▸ **DATA SHOWN**
============

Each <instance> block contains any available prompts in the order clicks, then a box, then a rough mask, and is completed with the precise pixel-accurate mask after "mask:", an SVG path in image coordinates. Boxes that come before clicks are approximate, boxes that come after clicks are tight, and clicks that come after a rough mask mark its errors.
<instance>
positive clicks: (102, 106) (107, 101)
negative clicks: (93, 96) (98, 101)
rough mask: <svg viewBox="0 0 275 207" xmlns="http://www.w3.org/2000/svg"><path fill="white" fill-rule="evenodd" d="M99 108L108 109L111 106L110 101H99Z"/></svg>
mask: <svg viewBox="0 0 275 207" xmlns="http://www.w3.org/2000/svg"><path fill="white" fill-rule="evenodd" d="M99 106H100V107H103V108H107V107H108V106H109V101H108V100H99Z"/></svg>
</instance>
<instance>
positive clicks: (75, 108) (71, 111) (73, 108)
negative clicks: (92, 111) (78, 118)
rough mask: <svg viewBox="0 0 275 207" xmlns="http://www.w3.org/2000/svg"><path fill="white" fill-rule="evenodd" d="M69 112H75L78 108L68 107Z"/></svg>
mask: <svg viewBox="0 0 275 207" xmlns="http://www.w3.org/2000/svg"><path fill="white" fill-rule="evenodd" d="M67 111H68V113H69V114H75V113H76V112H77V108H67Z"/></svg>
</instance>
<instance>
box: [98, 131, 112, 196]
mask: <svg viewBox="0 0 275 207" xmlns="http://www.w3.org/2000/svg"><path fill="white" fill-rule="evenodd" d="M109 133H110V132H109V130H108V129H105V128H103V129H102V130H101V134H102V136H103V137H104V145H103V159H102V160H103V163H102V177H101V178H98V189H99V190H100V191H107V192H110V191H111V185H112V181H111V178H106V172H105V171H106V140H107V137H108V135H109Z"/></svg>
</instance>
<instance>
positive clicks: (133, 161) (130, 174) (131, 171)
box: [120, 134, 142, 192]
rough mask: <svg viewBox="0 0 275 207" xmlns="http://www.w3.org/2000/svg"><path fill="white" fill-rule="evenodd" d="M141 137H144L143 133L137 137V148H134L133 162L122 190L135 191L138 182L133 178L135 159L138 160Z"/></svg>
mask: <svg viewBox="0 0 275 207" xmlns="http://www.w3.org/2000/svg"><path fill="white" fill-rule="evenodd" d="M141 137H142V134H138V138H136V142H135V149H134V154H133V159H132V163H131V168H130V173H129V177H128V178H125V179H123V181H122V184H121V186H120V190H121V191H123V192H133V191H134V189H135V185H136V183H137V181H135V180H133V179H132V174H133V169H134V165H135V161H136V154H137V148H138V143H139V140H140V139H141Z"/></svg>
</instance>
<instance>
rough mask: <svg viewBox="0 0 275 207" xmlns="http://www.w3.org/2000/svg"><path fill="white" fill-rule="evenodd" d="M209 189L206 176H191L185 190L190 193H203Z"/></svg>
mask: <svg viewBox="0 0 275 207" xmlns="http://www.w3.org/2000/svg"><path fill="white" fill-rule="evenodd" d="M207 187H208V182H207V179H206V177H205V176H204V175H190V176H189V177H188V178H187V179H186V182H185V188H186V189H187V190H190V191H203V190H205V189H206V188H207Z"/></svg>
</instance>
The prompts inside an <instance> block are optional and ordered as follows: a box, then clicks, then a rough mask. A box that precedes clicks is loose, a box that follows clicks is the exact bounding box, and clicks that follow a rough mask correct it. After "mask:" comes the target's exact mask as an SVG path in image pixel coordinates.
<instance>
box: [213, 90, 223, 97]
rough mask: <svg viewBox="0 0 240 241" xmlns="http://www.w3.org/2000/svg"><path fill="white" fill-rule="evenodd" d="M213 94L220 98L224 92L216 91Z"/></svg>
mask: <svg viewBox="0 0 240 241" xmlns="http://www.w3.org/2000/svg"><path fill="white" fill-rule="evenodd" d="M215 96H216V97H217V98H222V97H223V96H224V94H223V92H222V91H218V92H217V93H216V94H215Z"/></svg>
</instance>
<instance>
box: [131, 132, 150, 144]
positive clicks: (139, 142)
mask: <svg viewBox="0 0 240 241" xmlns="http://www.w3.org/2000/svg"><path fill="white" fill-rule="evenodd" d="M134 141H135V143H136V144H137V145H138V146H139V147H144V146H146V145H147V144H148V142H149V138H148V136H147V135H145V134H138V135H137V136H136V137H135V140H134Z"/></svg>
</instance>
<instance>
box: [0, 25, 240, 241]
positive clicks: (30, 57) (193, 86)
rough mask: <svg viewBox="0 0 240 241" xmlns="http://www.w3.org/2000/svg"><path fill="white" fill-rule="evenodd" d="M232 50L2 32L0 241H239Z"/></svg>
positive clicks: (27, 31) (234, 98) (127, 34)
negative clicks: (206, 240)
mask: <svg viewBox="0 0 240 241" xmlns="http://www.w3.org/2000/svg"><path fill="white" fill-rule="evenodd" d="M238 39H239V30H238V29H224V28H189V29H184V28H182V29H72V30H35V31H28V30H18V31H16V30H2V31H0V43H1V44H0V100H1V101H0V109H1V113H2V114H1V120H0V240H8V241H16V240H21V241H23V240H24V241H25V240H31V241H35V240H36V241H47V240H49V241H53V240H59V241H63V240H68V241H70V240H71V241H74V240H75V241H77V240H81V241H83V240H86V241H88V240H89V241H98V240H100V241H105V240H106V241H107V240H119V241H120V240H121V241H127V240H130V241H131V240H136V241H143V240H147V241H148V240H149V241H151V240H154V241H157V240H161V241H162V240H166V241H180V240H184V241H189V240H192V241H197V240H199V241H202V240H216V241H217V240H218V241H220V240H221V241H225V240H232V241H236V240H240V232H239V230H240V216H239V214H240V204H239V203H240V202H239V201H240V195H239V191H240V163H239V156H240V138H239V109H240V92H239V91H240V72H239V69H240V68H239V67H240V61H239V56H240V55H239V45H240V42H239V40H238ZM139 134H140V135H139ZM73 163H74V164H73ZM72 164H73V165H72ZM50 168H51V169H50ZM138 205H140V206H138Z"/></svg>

============

▸ **ASSIGNMENT**
If the word "then" is on a line above, return that line.

▸ **SOLUTION FOR THIS PROBLEM**
Each <instance> block contains any available prompts in the order clicks, then a box, then a rough mask, and is completed with the precise pixel-accurate mask after "mask:", an SVG path in image coordinates. Boxes that come before clicks are approximate, boxes that come after clicks are tight, and clicks that come after a rough mask mark its errors.
The prompts inside an <instance> block are optional and ordered as follows: a box, then clicks, then a rough mask. A box that precedes clicks is loose, a box that follows clicks is the exact bounding box, and clicks that follow a rough mask correct it. After "mask:" comes the target's exact mask as an SVG path in image pixel coordinates.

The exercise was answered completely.